§ Exercise requirements
Find every line below that contains the word "snowboarder" and copy each of those lines.

==========

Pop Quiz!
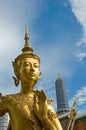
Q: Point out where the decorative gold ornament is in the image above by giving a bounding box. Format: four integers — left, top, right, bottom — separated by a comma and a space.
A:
0, 29, 62, 130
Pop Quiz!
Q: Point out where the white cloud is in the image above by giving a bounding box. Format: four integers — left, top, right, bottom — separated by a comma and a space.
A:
69, 0, 86, 61
76, 52, 86, 61
69, 86, 86, 111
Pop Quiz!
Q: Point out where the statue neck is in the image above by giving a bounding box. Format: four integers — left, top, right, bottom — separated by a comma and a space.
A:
20, 81, 36, 95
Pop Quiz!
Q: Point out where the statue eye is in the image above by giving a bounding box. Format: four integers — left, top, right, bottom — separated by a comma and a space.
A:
34, 64, 39, 68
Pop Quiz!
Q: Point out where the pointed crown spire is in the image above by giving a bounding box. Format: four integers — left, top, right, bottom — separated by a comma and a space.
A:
22, 27, 33, 53
12, 28, 40, 79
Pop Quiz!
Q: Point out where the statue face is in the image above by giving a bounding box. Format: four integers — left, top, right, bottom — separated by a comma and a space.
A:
20, 58, 40, 81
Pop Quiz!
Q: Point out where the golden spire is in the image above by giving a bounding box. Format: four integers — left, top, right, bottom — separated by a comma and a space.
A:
22, 27, 33, 53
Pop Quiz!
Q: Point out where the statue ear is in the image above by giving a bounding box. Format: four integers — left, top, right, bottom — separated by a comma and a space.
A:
39, 72, 42, 79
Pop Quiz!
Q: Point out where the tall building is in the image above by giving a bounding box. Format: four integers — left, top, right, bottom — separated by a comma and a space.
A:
0, 113, 9, 130
55, 73, 69, 115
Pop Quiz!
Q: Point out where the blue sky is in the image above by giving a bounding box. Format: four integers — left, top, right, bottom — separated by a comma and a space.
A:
0, 0, 86, 112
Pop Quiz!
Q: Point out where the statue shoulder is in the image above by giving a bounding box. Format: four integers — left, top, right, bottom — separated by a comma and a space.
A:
0, 94, 18, 103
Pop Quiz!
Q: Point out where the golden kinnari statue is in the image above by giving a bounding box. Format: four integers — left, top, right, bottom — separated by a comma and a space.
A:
0, 29, 62, 130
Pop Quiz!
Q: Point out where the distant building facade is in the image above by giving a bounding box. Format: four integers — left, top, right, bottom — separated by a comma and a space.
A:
55, 73, 86, 130
59, 112, 86, 130
55, 73, 69, 115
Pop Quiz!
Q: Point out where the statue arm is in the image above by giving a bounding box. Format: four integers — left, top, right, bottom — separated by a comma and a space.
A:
34, 90, 62, 130
0, 97, 7, 116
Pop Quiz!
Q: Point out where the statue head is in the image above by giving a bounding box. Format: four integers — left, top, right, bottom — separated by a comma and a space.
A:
12, 29, 40, 86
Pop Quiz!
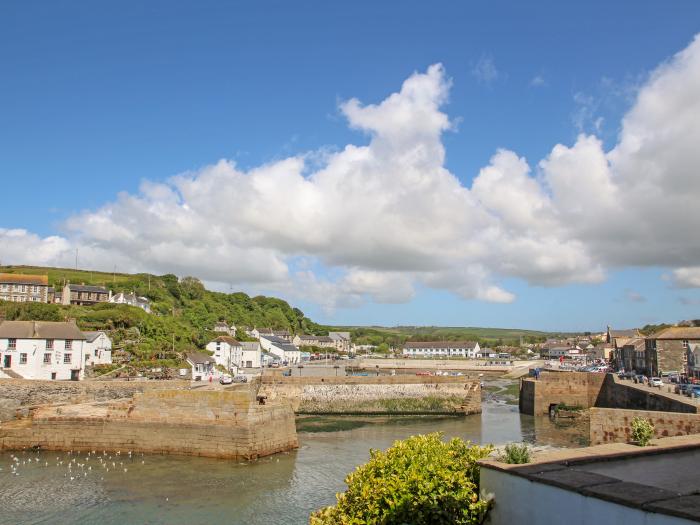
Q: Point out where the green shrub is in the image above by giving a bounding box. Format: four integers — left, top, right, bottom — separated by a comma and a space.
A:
500, 443, 530, 465
310, 433, 492, 525
632, 417, 654, 447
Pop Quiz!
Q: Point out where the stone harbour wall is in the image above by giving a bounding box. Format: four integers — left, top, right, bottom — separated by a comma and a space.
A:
0, 390, 298, 459
259, 376, 481, 415
0, 379, 189, 421
590, 408, 700, 445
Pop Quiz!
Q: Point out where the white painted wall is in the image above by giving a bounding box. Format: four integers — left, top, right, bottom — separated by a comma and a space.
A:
0, 339, 85, 380
83, 334, 112, 366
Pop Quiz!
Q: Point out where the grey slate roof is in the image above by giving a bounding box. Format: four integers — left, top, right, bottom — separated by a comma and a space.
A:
0, 321, 86, 340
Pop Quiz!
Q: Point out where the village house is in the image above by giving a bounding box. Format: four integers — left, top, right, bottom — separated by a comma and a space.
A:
241, 341, 262, 368
646, 326, 700, 376
401, 341, 481, 359
328, 332, 353, 354
0, 321, 86, 381
248, 328, 292, 343
55, 283, 111, 306
109, 292, 151, 314
0, 273, 49, 303
83, 330, 112, 366
292, 335, 336, 348
207, 335, 243, 374
260, 335, 301, 365
212, 321, 236, 337
187, 352, 216, 381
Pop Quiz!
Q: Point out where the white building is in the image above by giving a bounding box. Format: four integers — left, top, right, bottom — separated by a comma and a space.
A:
328, 332, 352, 354
207, 335, 243, 374
241, 341, 262, 368
260, 335, 301, 365
83, 330, 112, 366
402, 341, 481, 359
0, 321, 85, 381
187, 352, 216, 381
109, 292, 151, 314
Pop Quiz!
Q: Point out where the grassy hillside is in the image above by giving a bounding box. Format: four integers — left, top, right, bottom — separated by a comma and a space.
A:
0, 266, 323, 366
0, 266, 568, 366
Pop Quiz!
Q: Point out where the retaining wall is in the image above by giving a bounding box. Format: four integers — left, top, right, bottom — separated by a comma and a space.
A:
0, 391, 298, 459
0, 379, 189, 421
259, 376, 481, 415
590, 408, 700, 445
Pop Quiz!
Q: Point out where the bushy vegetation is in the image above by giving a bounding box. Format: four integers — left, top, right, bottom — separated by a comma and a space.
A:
0, 267, 327, 368
632, 417, 654, 447
500, 443, 530, 465
310, 433, 492, 525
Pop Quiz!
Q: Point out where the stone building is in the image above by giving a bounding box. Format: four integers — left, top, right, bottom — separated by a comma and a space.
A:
56, 283, 111, 306
646, 326, 700, 376
0, 321, 86, 381
0, 273, 49, 303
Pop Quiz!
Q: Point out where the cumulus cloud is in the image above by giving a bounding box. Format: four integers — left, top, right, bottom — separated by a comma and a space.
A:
0, 34, 700, 309
472, 55, 500, 84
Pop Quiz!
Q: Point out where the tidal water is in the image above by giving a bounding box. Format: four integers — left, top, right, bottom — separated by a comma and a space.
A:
0, 386, 585, 525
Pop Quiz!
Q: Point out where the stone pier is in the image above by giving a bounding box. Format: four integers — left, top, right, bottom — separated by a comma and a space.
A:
0, 390, 298, 459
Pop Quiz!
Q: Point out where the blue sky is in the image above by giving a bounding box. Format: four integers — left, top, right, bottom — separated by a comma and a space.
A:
0, 1, 700, 330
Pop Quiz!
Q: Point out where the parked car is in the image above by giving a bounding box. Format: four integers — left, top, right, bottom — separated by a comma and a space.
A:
633, 374, 647, 385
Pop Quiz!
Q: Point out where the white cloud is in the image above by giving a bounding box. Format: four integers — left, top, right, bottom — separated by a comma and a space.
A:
530, 75, 547, 87
472, 55, 500, 84
0, 33, 700, 309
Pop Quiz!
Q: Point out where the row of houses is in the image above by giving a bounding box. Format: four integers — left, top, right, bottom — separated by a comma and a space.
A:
0, 273, 151, 313
0, 321, 112, 381
607, 326, 700, 378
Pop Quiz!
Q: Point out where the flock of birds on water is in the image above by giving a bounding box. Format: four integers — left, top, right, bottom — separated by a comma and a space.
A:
0, 450, 146, 481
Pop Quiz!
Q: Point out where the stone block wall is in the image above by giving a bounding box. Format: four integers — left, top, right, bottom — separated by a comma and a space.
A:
0, 391, 298, 459
259, 376, 481, 415
590, 408, 700, 445
519, 371, 605, 416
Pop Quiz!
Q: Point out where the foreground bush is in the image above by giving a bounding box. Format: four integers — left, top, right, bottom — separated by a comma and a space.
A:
310, 433, 492, 525
501, 443, 530, 465
632, 417, 654, 447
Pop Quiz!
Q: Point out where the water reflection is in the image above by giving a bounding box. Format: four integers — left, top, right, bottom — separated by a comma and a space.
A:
0, 382, 581, 525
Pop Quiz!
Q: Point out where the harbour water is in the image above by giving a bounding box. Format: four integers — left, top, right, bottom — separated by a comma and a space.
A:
0, 382, 585, 525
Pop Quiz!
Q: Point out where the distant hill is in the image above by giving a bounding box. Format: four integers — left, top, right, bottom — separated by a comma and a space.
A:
0, 266, 559, 366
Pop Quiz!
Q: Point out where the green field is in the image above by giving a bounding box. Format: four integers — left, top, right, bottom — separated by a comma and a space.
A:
0, 266, 576, 366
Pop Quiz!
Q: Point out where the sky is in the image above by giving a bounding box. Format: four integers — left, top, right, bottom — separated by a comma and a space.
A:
0, 0, 700, 331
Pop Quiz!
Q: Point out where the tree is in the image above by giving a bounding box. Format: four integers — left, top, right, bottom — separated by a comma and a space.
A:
310, 433, 492, 525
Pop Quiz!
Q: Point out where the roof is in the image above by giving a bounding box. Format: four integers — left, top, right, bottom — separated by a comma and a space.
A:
0, 321, 85, 340
68, 284, 109, 293
404, 341, 477, 349
187, 352, 214, 364
622, 337, 645, 350
83, 330, 107, 343
0, 273, 49, 286
214, 335, 241, 346
610, 328, 639, 338
649, 326, 700, 340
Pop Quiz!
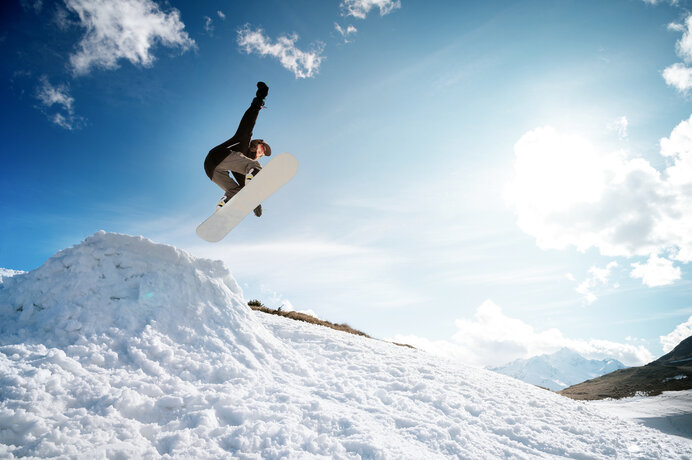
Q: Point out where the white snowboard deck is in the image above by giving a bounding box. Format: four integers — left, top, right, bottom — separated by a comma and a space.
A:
197, 153, 298, 242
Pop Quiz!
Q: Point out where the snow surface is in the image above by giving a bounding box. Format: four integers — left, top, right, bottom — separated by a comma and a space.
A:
0, 268, 24, 283
0, 232, 692, 459
492, 348, 625, 391
588, 390, 692, 445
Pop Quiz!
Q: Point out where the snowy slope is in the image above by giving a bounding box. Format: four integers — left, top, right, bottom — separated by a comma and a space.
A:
587, 390, 692, 445
492, 348, 625, 391
0, 233, 692, 459
0, 268, 24, 283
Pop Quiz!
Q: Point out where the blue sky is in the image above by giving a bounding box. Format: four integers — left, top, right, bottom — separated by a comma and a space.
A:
0, 0, 692, 365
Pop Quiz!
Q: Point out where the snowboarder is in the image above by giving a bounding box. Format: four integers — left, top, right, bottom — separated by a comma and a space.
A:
204, 81, 272, 217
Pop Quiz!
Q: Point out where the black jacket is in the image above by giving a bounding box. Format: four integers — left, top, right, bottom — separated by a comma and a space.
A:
204, 97, 262, 186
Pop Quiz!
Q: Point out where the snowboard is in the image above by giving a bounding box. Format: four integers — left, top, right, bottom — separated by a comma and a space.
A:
197, 153, 298, 243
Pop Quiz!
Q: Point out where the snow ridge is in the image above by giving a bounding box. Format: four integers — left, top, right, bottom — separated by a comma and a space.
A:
0, 232, 692, 459
491, 348, 625, 391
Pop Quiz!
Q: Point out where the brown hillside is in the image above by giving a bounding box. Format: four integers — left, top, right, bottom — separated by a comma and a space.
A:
559, 337, 692, 399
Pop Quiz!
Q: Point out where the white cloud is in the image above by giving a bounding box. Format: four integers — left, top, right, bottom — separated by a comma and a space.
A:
507, 117, 692, 284
65, 0, 195, 74
663, 63, 692, 93
630, 255, 681, 287
36, 76, 84, 130
392, 300, 653, 367
334, 22, 358, 43
661, 316, 692, 353
576, 261, 618, 304
608, 116, 629, 139
204, 16, 214, 35
340, 0, 401, 19
663, 15, 692, 93
238, 25, 324, 78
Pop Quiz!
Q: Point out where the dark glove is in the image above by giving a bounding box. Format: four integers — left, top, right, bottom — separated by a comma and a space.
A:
257, 81, 269, 99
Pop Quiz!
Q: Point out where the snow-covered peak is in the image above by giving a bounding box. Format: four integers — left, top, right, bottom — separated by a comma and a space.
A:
492, 348, 625, 391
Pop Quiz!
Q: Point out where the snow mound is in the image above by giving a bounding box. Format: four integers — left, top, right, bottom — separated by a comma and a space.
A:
0, 232, 692, 459
0, 231, 294, 380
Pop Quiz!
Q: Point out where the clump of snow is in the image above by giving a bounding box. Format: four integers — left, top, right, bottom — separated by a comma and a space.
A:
0, 268, 24, 283
0, 233, 692, 459
587, 390, 692, 448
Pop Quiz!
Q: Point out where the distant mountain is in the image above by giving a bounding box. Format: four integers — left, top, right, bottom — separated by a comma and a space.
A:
560, 336, 692, 399
491, 348, 625, 391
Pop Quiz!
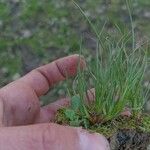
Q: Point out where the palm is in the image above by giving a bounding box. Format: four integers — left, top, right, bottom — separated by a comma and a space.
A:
0, 55, 84, 126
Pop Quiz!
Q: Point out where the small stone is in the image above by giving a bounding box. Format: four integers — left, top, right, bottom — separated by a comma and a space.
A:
144, 11, 150, 18
12, 73, 20, 80
1, 67, 9, 74
22, 30, 32, 38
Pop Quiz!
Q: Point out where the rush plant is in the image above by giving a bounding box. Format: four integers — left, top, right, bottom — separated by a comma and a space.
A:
57, 2, 149, 134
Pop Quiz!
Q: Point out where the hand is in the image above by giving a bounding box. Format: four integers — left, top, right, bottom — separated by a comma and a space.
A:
0, 55, 109, 150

==========

§ Result below
Q: Point out where the snowboarder is in the image above by giving a bounding box. Format: four integers — left, top, right, bottom — separated by a comma and a space.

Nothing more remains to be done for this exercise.